• [TASK BRIEF]: In the entries below, how many lines hold the string "pedestrian"? Answer with the number only.

• [PROVIDED RECORDS]:

::::

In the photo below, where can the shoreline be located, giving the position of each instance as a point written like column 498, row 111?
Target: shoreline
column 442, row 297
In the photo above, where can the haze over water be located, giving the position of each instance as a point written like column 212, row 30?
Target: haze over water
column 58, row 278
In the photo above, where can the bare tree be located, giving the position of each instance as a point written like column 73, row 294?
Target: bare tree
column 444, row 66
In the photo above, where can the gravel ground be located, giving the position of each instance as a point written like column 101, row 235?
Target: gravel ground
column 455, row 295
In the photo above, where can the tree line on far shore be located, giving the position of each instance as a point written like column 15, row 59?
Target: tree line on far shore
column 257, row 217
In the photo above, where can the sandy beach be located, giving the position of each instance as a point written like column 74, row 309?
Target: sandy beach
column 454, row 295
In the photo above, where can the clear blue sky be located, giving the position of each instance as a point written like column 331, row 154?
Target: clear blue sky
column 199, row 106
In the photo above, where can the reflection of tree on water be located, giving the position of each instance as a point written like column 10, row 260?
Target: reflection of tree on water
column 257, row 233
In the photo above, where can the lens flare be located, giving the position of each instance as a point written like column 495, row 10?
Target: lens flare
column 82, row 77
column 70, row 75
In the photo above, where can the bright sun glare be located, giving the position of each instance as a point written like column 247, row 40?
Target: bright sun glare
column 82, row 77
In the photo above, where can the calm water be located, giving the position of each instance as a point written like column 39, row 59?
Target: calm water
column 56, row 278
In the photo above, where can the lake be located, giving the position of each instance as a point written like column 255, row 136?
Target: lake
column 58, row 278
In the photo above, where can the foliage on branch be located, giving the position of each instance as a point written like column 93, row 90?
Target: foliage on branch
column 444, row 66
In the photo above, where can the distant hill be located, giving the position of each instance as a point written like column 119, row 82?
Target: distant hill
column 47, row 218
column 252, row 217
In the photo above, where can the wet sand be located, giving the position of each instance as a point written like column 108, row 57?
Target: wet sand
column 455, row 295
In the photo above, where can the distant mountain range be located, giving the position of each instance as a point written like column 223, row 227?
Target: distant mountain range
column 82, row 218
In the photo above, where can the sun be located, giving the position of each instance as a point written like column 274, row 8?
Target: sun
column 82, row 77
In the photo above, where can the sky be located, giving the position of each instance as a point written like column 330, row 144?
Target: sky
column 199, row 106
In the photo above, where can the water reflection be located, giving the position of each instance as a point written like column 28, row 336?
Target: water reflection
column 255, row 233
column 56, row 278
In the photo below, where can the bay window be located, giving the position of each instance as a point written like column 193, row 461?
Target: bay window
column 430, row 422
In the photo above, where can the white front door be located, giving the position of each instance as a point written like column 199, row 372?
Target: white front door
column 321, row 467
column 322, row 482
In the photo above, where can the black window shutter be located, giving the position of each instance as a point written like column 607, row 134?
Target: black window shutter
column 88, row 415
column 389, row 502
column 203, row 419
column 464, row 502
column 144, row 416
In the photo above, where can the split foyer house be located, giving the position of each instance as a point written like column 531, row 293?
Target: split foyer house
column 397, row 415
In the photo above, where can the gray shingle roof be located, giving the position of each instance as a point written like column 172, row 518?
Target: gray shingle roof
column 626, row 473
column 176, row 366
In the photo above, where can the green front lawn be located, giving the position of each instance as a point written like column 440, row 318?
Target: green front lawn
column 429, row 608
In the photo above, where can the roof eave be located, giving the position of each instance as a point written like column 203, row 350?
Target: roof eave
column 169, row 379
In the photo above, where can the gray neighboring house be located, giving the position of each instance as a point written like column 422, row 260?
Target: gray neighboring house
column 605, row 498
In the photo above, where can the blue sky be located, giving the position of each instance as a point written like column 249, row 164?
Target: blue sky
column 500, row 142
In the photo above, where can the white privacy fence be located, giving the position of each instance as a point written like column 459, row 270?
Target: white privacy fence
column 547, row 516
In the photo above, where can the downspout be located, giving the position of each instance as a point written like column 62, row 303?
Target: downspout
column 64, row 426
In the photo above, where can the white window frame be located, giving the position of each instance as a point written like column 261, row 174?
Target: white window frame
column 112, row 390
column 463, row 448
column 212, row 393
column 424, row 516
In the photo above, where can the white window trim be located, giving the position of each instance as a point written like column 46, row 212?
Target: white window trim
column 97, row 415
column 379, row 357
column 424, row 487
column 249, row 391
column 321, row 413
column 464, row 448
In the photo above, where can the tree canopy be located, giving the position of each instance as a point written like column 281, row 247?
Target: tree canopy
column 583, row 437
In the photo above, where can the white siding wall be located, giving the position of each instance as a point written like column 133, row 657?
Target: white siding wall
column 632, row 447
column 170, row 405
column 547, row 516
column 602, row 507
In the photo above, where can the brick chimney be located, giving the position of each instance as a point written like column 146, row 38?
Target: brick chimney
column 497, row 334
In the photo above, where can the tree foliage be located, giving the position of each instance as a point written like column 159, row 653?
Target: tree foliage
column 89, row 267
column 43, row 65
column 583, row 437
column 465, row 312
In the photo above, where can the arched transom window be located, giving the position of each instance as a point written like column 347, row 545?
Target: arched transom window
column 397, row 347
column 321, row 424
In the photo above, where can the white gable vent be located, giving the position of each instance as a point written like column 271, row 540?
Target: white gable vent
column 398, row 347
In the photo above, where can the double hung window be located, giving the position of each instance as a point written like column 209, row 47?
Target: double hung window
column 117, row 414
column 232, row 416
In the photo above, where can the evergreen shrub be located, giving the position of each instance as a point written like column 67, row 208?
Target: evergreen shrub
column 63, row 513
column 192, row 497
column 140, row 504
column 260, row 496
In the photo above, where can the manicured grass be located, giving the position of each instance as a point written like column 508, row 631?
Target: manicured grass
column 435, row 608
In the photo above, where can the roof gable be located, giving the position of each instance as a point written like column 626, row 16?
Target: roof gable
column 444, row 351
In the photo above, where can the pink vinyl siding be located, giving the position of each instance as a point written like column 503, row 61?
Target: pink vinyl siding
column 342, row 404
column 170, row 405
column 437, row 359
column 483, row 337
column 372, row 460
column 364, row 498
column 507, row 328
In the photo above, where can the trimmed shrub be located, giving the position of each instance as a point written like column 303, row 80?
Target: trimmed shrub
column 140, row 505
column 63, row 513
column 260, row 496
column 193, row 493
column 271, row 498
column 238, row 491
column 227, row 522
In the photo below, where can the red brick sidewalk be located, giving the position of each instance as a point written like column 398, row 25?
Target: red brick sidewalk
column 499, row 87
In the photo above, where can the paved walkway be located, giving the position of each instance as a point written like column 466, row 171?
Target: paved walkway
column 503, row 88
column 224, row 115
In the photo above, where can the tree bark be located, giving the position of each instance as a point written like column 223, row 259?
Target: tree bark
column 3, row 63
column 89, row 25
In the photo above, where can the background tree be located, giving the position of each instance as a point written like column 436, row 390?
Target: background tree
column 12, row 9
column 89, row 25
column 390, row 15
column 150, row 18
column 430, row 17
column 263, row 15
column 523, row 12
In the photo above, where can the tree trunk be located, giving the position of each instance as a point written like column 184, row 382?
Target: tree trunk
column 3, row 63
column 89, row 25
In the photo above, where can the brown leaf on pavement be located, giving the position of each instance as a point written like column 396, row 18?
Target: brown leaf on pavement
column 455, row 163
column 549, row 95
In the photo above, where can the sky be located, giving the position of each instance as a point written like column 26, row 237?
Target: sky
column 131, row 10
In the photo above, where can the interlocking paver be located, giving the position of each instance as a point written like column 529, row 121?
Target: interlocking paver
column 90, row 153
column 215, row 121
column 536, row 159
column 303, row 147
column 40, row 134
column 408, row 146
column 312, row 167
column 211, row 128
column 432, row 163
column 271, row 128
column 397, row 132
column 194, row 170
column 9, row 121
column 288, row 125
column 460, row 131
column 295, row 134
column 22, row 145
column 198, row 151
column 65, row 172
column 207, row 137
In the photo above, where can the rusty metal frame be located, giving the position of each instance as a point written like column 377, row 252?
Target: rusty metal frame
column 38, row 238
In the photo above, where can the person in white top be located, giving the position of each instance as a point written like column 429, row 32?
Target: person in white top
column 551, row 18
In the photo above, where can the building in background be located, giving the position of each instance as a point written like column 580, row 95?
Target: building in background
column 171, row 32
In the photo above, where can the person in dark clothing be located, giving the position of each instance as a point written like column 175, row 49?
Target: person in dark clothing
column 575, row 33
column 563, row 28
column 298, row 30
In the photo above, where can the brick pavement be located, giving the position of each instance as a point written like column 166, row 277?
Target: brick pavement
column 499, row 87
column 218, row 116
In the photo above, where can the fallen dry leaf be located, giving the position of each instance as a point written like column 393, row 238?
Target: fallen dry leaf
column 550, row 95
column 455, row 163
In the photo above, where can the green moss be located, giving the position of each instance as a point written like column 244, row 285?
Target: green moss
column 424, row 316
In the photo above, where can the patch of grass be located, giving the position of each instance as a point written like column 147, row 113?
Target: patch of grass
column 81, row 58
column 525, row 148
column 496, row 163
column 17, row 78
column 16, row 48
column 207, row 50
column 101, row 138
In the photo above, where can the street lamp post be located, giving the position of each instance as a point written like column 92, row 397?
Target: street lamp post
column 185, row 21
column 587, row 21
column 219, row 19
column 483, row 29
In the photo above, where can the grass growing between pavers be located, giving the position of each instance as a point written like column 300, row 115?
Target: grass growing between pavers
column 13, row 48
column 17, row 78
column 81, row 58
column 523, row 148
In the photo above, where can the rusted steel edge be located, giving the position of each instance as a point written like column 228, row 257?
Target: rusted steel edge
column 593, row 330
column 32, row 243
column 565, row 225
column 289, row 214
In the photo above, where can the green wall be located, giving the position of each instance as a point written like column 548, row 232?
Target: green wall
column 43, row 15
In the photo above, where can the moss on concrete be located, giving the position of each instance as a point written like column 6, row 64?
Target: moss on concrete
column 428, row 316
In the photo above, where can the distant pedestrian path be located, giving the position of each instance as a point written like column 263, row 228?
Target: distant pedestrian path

::::

• [RESULT]: 2